-- DATA SUPPLIED follows --

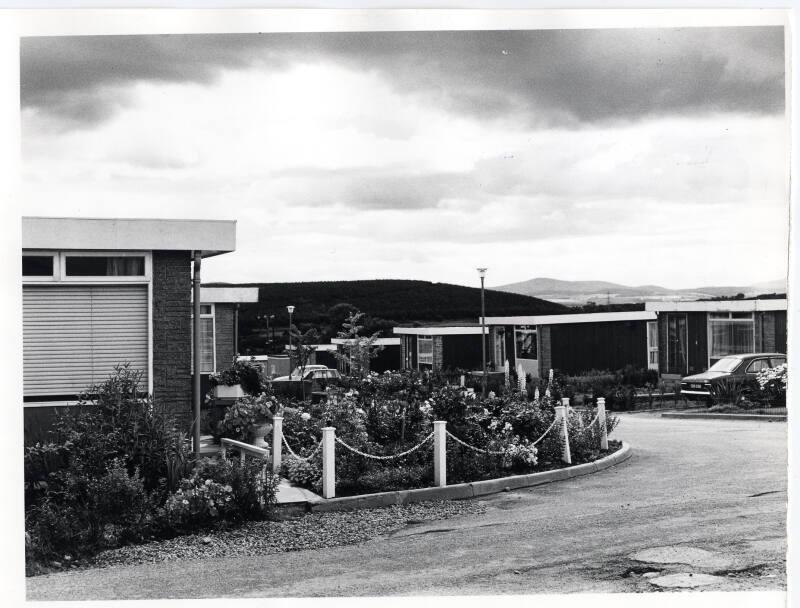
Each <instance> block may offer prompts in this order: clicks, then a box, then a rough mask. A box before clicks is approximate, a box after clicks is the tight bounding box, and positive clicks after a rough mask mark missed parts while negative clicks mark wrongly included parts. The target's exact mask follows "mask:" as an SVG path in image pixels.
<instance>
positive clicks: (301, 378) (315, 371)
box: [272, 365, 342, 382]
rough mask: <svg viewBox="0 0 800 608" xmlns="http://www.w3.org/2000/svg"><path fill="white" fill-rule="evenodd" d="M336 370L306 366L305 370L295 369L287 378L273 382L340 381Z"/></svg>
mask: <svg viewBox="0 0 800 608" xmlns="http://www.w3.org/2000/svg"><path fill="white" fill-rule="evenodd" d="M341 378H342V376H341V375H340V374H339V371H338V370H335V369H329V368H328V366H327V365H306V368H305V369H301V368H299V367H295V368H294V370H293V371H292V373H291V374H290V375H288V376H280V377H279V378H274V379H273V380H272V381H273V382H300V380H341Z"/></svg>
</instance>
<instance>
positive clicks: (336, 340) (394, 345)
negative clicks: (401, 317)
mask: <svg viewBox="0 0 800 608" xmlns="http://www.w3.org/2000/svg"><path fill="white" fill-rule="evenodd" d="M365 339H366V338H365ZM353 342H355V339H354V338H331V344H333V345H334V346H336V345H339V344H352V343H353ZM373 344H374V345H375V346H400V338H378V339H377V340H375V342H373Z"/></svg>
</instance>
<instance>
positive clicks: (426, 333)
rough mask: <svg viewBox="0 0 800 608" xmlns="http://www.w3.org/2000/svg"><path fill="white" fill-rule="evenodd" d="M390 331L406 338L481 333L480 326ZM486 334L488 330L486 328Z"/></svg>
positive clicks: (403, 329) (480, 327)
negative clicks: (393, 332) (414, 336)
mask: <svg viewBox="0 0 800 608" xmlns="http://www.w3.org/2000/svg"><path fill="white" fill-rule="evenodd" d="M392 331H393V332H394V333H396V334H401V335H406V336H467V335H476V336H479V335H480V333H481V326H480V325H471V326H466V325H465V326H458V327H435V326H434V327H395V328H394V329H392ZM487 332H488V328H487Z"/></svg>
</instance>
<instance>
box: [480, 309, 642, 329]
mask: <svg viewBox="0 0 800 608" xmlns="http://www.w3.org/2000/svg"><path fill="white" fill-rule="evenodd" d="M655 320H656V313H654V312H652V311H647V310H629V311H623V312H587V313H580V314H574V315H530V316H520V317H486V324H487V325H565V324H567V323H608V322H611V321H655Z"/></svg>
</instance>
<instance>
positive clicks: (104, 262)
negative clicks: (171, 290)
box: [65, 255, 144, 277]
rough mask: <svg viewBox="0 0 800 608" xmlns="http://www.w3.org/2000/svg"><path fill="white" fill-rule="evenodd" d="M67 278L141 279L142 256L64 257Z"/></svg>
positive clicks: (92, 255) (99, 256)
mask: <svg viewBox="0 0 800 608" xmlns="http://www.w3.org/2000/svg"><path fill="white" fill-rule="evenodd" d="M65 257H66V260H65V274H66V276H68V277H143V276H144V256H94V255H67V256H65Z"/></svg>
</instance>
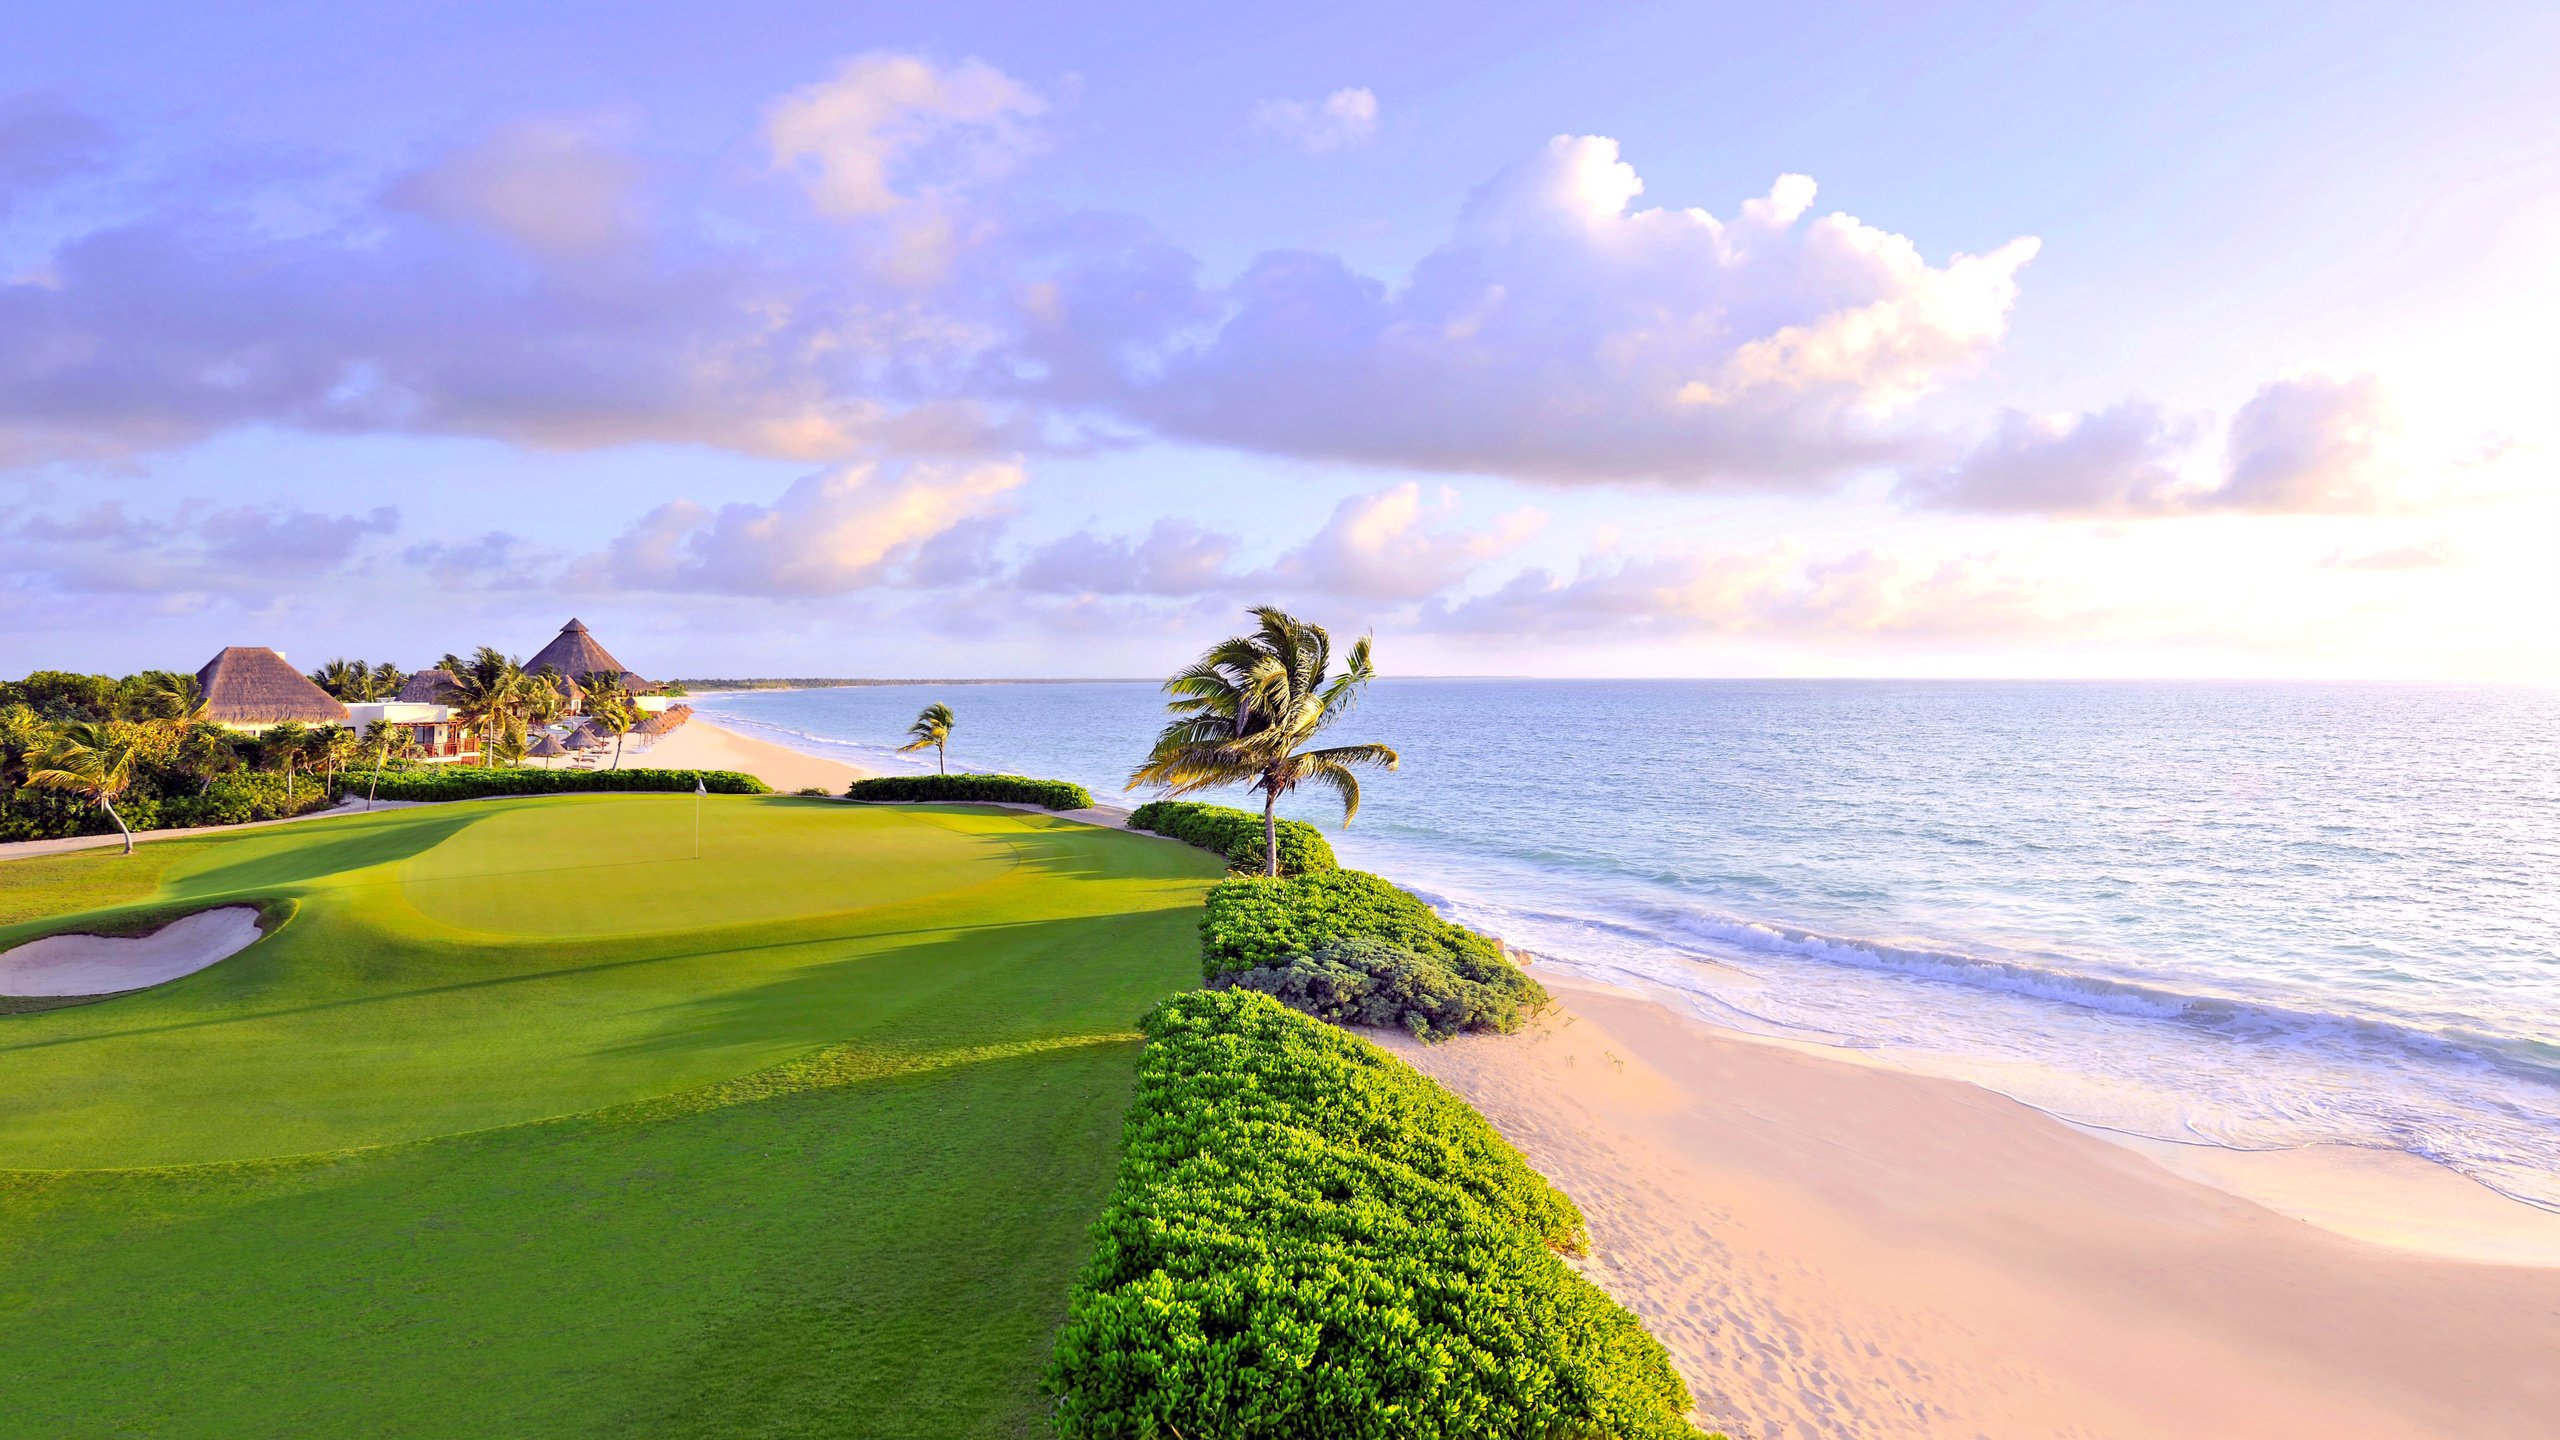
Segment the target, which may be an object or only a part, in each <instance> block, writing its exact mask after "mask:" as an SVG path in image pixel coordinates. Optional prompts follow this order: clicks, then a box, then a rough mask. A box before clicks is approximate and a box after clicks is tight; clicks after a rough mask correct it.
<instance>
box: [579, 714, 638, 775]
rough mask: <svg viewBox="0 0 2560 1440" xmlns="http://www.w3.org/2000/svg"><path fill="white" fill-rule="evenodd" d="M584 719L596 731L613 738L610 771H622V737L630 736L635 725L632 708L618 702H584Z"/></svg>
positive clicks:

-- DATA SUPPLIED concluded --
-- DATA SUPPLIED follows --

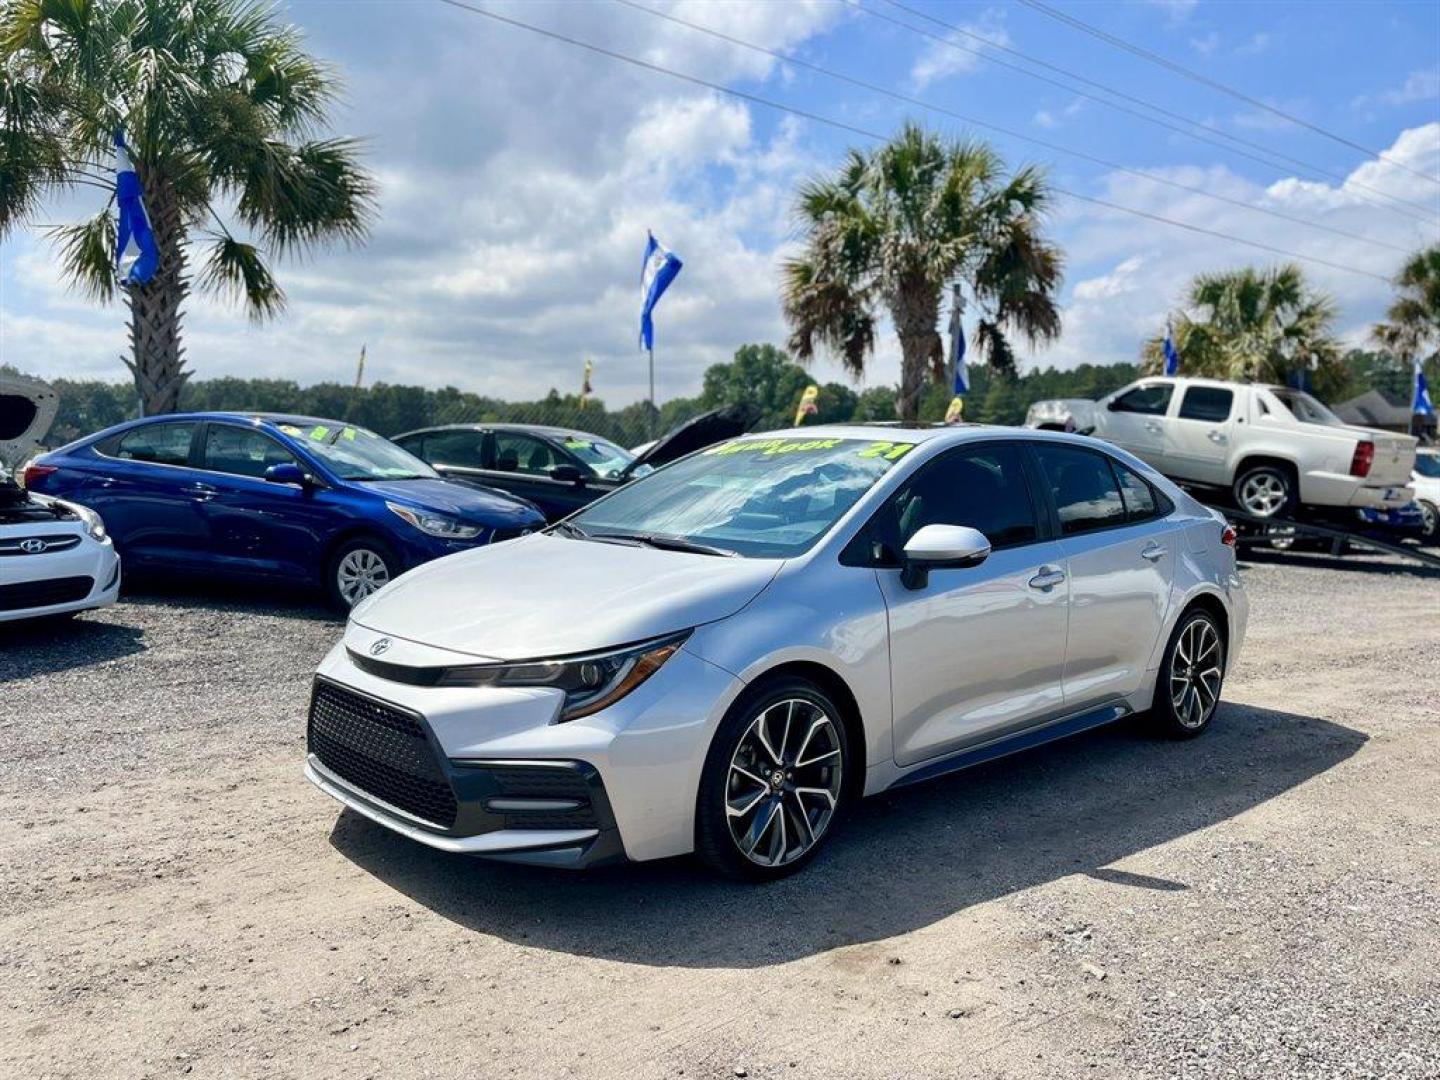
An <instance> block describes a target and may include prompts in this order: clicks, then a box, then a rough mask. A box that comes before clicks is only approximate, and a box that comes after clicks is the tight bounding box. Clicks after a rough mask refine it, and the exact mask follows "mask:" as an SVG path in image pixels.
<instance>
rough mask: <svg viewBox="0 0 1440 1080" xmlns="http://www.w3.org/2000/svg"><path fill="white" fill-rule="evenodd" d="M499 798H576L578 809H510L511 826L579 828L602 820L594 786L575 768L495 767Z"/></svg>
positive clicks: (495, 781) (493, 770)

-- DATA SUPPLIED concluded --

#### [YOUR TASK]
Change "negative clicks" to "negative points" in the part that opens with the line containing "negative clicks: (393, 332) (414, 336)" and closes with the line containing "box: [65, 255, 144, 277]", keeping everything else the same. Give back only those lines.

#### [SOLUTION]
negative points: (393, 332) (414, 336)
mask: <svg viewBox="0 0 800 608" xmlns="http://www.w3.org/2000/svg"><path fill="white" fill-rule="evenodd" d="M392 331H393V332H394V333H396V334H401V335H406V336H467V335H476V336H479V335H480V333H481V326H480V325H471V326H466V325H465V326H458V327H435V326H434V327H395V328H394V329H392ZM487 332H488V328H487Z"/></svg>
</instance>
<instance>
box: [480, 309, 642, 329]
mask: <svg viewBox="0 0 800 608" xmlns="http://www.w3.org/2000/svg"><path fill="white" fill-rule="evenodd" d="M655 320H656V313H654V312H652V311H647V310H629V311H623V312H587V313H580V314H574V315H530V316H520V317H486V324H487V325H565V324H567V323H608V322H611V321H655Z"/></svg>
</instance>
<instance>
positive clicks: (104, 262)
negative points: (171, 290)
box: [65, 255, 144, 277]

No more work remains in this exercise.